Cedric John: I use it pretty much in every new PhD and postdoc project now. My group specializes in the application of data science / machine learning / deep-learning to geological problems. We are currently working on core images, thin-section images, FMS logs, conventional logs, seismic data, and satellite imagery. We use machine learning algorithms (random forest, SVM) and deep learning networks (CNN, RNN, and GANs) to classify geological material, obtain inferred values through regression, or generate pseudo-core images.
Ashley Russell: As a leader I am not doing so much application myself, but certainly help to shape the technical data science portfolio in the subsurface in Equinor. Many are aware that we as Equinor release a lot of open source python packages that allude to the work that we do. We have active projects in image classification, imputation of missing data, sentiment analysis on unstructured data, anomaly detection, cluster analysis, automated interpretation, and non-simulation based production prediction. We also have large projects dedicated to cloud data engineering specifically and facilitating the more descriptive analytics capabilities that can be done ad hoc out in the specific assets. So we also see a lot of dashboarding.
Ali Karagul: I am still at early stages of learning.
Oleg Ovcharenko: Up to this point I was doing my PhD studies focused primarily on developing deep learning methods for low-frequency extrapolation and initial model building for FWI initialization. Aside from that, at a shallow level I explored applications for denoising and interpolation of seismic data, style transfer from geological priors, surface-related multiple elimination and moment tensor inversion. Our most recent efforts were dedicated to developing domain adaptation techniques for seismic data.
Ruslan Miftakhov: My work includes working with software developers, architects, data scientists, etc., reviewing numerous AI publications, and conducting business/technical/brainstorming meetings. There are not many AI tools available for this work.
Where is AI adding measurable value in your area?
Ali Karagul: Analysing big volumes of data.
Oleg Ovcharenko: For academia, the number of AI-related publications is one obvious measurable quantity. It feels like a breath of fresh air since the number of publications on the topic has grown exponentially over the last 5 years. These days almost every research group conducts research on the edge of AI and geosciences.
What will the impact of machine learning be on our industry?

----------

What is asked -
1 - Reproduce the portion of the AI-in-geoscience discussion running from "Ali Karagul: Analysing" down to "on our industry?".
2 - In the discussion of AI in geoscience, which deep learning networks does Cedric John's group use?
3 - Resume the discussion of AI in geoscience from the point where it stops.

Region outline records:
----------

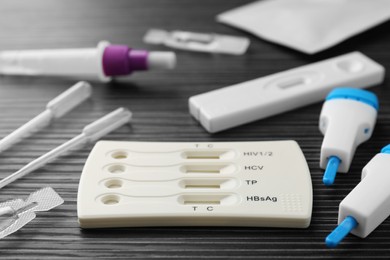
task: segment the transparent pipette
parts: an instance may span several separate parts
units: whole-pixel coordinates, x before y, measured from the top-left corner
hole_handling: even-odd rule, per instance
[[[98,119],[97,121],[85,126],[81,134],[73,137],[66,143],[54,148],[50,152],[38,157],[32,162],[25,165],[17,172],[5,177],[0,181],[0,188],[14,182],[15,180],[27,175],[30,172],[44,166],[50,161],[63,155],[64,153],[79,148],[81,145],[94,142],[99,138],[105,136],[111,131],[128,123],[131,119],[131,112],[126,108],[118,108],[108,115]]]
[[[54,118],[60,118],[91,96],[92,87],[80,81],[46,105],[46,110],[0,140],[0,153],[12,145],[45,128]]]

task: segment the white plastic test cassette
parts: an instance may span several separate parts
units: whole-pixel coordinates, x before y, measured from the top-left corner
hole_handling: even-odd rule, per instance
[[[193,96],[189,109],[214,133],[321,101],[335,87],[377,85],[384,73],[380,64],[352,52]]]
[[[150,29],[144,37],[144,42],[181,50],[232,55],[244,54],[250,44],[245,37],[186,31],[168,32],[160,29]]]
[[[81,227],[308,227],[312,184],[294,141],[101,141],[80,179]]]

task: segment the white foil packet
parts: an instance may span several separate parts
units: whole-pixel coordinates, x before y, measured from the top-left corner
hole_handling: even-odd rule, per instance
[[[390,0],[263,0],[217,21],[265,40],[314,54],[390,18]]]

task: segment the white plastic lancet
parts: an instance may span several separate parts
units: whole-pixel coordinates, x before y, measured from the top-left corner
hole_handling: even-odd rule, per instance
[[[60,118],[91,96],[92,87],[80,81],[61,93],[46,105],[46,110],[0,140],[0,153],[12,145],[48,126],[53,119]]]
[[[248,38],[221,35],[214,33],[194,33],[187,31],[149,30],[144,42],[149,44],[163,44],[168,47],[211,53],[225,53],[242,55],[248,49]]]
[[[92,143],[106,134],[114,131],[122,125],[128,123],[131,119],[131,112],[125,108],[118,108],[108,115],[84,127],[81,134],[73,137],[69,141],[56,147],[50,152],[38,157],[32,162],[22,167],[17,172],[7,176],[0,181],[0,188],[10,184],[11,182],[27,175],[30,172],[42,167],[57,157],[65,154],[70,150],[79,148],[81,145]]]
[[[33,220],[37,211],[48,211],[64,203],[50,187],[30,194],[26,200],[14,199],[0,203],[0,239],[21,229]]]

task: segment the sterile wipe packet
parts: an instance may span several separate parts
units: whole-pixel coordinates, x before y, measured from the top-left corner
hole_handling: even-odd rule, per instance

----------

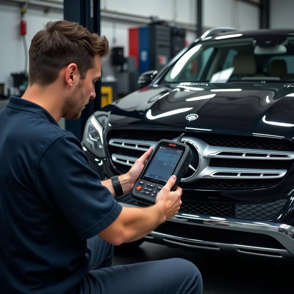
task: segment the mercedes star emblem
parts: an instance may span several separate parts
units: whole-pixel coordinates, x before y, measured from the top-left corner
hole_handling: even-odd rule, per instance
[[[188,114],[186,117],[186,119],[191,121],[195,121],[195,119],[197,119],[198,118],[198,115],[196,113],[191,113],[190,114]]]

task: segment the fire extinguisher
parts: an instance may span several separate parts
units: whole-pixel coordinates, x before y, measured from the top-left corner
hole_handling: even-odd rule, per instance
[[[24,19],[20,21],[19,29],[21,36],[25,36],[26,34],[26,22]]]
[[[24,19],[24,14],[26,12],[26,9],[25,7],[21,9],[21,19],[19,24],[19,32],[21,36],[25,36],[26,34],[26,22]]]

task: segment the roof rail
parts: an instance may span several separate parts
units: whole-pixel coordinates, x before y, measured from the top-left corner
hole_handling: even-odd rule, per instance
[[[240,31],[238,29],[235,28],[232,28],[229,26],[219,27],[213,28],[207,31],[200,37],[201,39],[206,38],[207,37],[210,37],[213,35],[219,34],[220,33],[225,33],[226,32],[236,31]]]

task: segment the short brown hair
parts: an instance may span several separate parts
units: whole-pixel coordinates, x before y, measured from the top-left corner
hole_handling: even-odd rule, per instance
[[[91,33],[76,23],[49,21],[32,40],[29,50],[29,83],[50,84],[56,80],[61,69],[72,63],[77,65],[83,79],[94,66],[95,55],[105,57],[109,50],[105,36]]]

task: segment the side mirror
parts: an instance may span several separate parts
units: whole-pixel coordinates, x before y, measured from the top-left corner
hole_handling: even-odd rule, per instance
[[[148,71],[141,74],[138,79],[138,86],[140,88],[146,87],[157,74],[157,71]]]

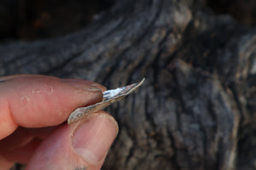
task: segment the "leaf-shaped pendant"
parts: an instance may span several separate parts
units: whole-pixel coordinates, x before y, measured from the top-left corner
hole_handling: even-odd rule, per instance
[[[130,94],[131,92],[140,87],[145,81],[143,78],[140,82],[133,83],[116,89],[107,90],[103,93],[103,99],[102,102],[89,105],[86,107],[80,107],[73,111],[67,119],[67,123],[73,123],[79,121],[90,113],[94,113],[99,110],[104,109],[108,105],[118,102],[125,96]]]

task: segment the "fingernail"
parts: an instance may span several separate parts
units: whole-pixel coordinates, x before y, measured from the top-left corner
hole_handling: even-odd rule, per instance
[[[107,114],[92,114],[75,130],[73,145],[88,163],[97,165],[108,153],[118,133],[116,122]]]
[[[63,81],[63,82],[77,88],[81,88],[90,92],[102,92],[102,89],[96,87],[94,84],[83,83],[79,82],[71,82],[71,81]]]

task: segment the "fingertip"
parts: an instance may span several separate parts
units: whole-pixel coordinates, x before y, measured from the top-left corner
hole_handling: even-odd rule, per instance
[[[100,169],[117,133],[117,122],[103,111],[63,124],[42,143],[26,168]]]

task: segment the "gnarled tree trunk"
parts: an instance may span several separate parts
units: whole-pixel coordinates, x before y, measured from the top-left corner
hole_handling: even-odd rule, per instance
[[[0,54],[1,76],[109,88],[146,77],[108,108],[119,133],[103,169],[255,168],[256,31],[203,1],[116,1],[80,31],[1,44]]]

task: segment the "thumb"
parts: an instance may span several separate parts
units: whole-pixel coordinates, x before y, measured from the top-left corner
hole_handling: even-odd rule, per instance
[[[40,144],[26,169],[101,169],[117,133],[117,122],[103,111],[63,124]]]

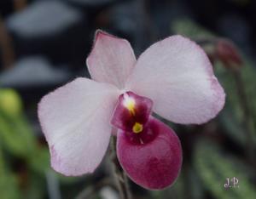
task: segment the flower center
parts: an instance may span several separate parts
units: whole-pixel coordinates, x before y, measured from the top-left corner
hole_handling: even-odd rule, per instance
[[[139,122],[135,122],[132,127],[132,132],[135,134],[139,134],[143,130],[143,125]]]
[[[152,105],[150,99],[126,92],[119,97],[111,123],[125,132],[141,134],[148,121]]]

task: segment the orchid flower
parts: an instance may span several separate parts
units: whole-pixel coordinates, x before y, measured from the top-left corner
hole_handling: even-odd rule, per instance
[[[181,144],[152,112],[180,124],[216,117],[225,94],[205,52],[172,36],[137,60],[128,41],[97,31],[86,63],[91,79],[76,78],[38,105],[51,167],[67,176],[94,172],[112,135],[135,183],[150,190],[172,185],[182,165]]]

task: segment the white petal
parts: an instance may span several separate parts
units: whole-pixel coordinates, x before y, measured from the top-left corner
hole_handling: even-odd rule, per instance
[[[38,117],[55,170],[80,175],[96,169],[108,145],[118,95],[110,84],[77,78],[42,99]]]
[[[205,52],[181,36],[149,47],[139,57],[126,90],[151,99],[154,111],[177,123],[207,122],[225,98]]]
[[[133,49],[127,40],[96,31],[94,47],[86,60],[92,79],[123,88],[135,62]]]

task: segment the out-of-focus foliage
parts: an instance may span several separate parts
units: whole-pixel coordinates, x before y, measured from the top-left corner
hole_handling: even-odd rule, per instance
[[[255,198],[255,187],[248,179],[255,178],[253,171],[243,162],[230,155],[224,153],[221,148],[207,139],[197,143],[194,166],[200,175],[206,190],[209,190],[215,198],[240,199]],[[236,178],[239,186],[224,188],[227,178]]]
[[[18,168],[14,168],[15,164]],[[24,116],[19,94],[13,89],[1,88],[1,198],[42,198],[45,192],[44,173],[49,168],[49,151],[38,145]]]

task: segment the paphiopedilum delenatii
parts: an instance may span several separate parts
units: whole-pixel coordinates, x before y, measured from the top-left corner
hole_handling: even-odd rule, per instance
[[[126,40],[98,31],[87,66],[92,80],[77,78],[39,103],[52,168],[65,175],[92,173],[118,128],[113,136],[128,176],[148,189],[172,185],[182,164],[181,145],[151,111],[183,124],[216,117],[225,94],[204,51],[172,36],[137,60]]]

----------

Answer list -
1 -
Ali Karagul: Analysing big volumes of data.
Oleg Ovcharenko: For academia, the number of AI-related publications is one obvious measurable quantity. It feels like a breath of fresh air since the number of publications on the topic has grown exponentially over the last 5 years. These days almost every research group conducts research on the edge of AI and geosciences.
What will the impact of machine learning be on our industry?

2 - CNN, RNN, and GANs.

3 -
Nathanial Jones: I think machine learning will take its place alongside other technologies that have come along over the years. When my dad started as a geologist, they still correlated with colored pencils, but now all of that is done with software and it definitely speeds up the process of making maps and measuring volumes in place. Machine learning will continue to make geoscientists more productive and make it easier to quickly generate new or modified interpretations and maps of assets. I think machine learning techniques like NLP will also help speed up searches of through large amounts of text and information in the future. Geoscientist’s work will focus less on tasks that machine learning can speed up like describing cores or correlating wells and more on the high level modelling and development of assets.
Ali Karagul: Optimisation of our manual tasks
What criteria should we use to ascertain the level of success in AI solutions?
Olawale Ibrahim: Speed and accuracy. Evaluation of AI solutions from a geoscientific standpoint should be used in ascertaining the level of success; AI solutions should be closely similar to that of experienced geologists.
Ali Karagul: Their help in advancing on our understanding of interconnectivity among different fields.
What particular challenges do you see for machine learning techniques in geoscience?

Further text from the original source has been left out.